_Set problem_
Please copy out all of the records below, switching each "marker" to "pin" and leaving everything else unchanged.

--- Start Available records ---

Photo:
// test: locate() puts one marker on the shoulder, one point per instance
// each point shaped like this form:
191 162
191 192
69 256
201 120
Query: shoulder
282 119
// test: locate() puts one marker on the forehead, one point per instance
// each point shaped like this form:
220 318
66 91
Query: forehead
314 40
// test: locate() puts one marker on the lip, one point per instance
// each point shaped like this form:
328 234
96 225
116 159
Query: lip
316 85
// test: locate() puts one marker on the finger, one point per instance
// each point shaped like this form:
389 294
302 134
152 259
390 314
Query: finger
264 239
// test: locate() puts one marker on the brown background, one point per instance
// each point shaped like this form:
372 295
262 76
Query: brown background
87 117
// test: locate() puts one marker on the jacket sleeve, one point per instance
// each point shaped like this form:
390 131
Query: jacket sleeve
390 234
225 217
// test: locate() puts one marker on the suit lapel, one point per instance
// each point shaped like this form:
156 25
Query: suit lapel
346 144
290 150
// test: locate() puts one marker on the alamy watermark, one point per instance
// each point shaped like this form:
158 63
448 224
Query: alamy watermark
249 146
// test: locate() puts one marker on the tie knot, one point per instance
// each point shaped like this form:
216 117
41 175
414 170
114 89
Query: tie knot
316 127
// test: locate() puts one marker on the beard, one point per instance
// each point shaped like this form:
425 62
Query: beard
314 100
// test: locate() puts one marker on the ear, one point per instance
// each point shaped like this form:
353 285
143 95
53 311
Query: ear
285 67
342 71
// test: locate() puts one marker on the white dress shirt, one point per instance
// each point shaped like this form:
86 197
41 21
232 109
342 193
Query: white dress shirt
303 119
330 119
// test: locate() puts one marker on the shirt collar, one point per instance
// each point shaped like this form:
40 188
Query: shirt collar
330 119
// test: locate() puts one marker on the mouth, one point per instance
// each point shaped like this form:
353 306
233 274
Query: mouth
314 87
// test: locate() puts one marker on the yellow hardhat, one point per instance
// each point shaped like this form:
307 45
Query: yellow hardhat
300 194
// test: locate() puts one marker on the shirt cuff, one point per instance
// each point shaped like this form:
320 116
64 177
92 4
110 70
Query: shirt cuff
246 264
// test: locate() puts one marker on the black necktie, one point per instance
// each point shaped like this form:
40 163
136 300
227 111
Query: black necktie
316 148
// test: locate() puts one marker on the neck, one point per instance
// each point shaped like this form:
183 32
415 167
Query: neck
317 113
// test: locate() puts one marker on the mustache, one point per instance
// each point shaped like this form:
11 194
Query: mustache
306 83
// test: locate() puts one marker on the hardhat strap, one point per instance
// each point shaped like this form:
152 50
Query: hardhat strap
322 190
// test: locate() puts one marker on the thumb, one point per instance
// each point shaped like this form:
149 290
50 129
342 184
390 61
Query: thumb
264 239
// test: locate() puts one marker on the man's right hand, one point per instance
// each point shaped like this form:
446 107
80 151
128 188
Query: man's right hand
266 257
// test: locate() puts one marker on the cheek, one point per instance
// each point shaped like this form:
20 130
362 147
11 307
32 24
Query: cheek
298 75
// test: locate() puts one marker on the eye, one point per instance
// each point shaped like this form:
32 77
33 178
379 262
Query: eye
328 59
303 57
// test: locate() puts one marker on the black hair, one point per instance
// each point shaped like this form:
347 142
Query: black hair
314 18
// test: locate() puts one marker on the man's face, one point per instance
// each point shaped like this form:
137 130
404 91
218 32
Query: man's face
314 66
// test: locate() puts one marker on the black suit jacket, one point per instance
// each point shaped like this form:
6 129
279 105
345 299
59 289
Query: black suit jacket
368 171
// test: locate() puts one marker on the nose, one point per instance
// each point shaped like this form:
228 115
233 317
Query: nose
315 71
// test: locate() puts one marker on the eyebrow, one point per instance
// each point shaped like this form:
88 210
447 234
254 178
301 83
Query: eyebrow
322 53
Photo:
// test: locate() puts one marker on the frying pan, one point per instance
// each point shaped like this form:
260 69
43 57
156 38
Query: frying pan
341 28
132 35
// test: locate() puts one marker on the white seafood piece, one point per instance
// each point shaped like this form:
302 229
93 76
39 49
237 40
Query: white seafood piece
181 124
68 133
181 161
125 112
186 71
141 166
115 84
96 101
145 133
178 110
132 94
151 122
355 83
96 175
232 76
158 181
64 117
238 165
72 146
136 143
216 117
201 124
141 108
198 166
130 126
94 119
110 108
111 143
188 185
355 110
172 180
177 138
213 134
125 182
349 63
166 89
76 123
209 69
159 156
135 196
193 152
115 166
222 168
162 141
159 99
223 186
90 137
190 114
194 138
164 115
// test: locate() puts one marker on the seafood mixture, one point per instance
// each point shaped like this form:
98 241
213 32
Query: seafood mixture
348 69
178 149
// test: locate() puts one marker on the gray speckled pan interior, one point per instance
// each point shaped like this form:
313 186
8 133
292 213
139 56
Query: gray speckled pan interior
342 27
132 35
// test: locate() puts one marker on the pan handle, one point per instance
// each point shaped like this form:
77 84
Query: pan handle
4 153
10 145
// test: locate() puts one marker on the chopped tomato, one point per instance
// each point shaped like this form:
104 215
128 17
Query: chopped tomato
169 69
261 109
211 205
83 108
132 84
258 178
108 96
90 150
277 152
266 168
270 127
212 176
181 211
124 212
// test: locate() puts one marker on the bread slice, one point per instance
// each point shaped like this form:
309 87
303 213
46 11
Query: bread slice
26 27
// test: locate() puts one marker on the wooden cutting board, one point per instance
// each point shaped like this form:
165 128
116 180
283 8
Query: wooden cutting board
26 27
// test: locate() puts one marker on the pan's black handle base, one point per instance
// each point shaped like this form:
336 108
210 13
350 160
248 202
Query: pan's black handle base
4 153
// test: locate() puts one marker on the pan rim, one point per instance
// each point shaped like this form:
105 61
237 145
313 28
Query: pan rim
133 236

--- End Available records ---

_Output for this task_
Photo:
// test: locate() puts one pin on the shoulder, one point per instance
// each point shaped like this form:
191 162
191 192
69 256
201 120
Query: shoulder
282 119
// test: locate() puts one pin on the forehead, one point per instance
// each point shaped like this form:
220 318
66 91
Query: forehead
314 40
// test: locate() puts one pin on the lip, one point per instance
// each point shaped like this form:
328 234
96 225
116 159
Query: lip
316 85
// test: locate() puts one pin on the finger, one point per instance
// each point shaped like this form:
389 294
302 134
152 259
390 314
Query: finger
264 239
// test: locate() puts one pin on the brown background, one point per instance
// each point shaped like this form:
372 295
262 76
Query: brown background
87 117
// test: locate() puts one pin on the jacket sleeve, one point per instance
// each point shaped like this form:
390 131
Query: jacket sleeve
390 234
225 217
// test: locate() puts one pin on the suit lapel, one point per instance
// each point shaped like this form:
156 25
Query: suit lapel
346 144
290 150
// test: locate() puts one pin on the alamy watermark, one point per instance
// each point shaped like this form:
158 63
448 224
Query: alamy watermark
249 146
// test: locate() puts one pin on the tie knot, one point per instance
// each point shaped like this form:
216 117
41 175
414 170
114 89
Query: tie knot
316 127
// test: locate() puts one pin on the beard, one point per instance
// each point shaped like this form:
425 62
Query: beard
314 100
// test: locate() puts one pin on the ear, one point per instance
// each point shaped like this form:
353 285
143 95
53 311
Query: ear
285 67
342 71
// test: locate() puts one pin on the white dress shirt, one point per instance
// each point shaped like this form:
86 197
41 21
232 109
342 193
Query: white dress shirt
303 119
330 119
// test: locate() puts one pin on the shirt collar, one point per instance
// each point shaped like this form:
40 188
Query: shirt collar
330 119
// test: locate() puts one pin on the mouth, one point per instance
// each point shaped like this form:
353 306
233 274
Query: mouth
314 87
// test: locate() puts one pin on the yellow hardhat, one point per instance
// each point shaped like this form:
307 45
Query: yellow hardhat
300 194
// test: locate() puts one pin on the shirt cuff, one point per instance
// each point shaped like this form:
320 116
64 177
92 4
110 70
Query: shirt cuff
246 264
// test: locate() puts one pin on the black necktie, one point per instance
// each point shaped like this form:
40 163
136 300
227 111
Query: black necktie
316 148
// test: locate() puts one pin on the neck, one point per instance
// each point shaped like this form:
183 32
415 167
Query: neck
317 113
// test: locate() puts one pin on the mustache, one point per instance
// each point shaped like this form:
11 194
Query: mustache
306 83
// test: locate() puts one pin on the hardhat strap, one point per instance
// each point shaped like this form:
152 50
Query: hardhat strap
322 190
// test: locate() puts one pin on the thumb, one point per instance
// each point shaped like this form:
149 290
50 129
342 184
390 61
Query: thumb
264 239
// test: locate() puts one pin on the man's right hand, one point per instance
// each point shaped like this form:
446 107
80 151
128 188
Query: man's right hand
266 257
// test: locate() puts one pin on the cheek, one point per instance
// each point shaped like this form:
20 130
362 147
11 307
32 24
Query: cheek
298 75
// test: locate() puts one pin on the eye, one point per instance
// each point shaped like this form:
32 77
33 178
379 262
Query: eye
328 59
303 57
// test: locate() puts one pin on the black hair, one point per instance
// each point shaped like this form:
347 142
Query: black hair
314 18
// test: locate() puts one pin on the man's face, one point per instance
// each point shaped like this form:
137 130
404 91
218 32
Query: man's face
314 66
// test: locate() puts one pin on the black suit jacket, one point per instance
// each point shaped like this form:
6 129
279 105
345 299
59 289
Query: black suit jacket
368 171
// test: locate() puts one pin on the nose, one point per instance
// each point shaped like this form:
228 115
233 317
Query: nose
315 71
// test: locate() puts one pin on the eyebrow, one point per instance
// each point shaped like this form:
88 210
447 234
254 178
301 83
Query: eyebrow
322 53
Photo:
// test: locate() puts one pin on the frying pan, one point per instance
// each point shaped like this form:
260 69
43 57
156 38
Query: frying pan
341 28
132 35
// test: locate() puts one pin on the white seafood piece, one point per instance
// each point shaped like this form:
302 229
93 76
39 49
237 40
Query: white seafood piece
181 124
68 133
181 161
125 112
186 71
141 166
115 84
96 101
145 133
178 110
132 94
151 122
355 83
96 175
232 76
158 181
64 117
238 165
72 146
136 143
216 117
201 124
141 108
198 166
130 126
94 119
110 108
111 143
188 185
355 110
172 180
177 138
213 134
125 182
349 63
166 89
76 123
209 69
159 156
135 196
193 152
115 166
222 168
162 141
159 99
223 186
90 137
190 114
194 138
164 115
// test: locate() puts one pin on the seafood mixture, one point per instance
// each point shaped like this form:
98 241
213 32
Query: seafood mixture
348 69
178 149
// test: locate() puts one pin on the gray speckled pan interior, one point per instance
// each point shaped like this form:
313 186
8 133
292 213
139 56
Query: gray speckled pan interior
342 27
132 35
// test: locate() puts one pin on the pan handle, one point per instance
// each point shaped like this form:
77 84
Query: pan handle
4 153
10 145
// test: locate() puts one pin on the chopped tomato, one point per instance
// each point shaped like this form:
104 215
128 17
Query: chopped tomato
169 69
261 109
211 205
83 108
132 84
258 178
108 96
90 150
277 152
266 168
270 127
212 176
181 211
124 212
// test: locate() puts one pin on the bread slice, one point per instance
// each point shaped like this form:
309 87
303 213
46 11
Query: bread slice
26 27
// test: locate() puts one pin on the wooden cutting board, one point per instance
// each point shaped like this form:
165 128
116 180
283 8
Query: wooden cutting board
26 27
// test: locate() puts one pin on the pan's black handle base, one point per instance
// each point shaped like this form:
336 108
210 13
350 160
248 202
Query: pan's black handle base
4 153
// test: locate() puts one pin on the pan rim, one point per instance
// each point shaped like this form:
105 61
237 145
313 28
Query: pan rim
133 236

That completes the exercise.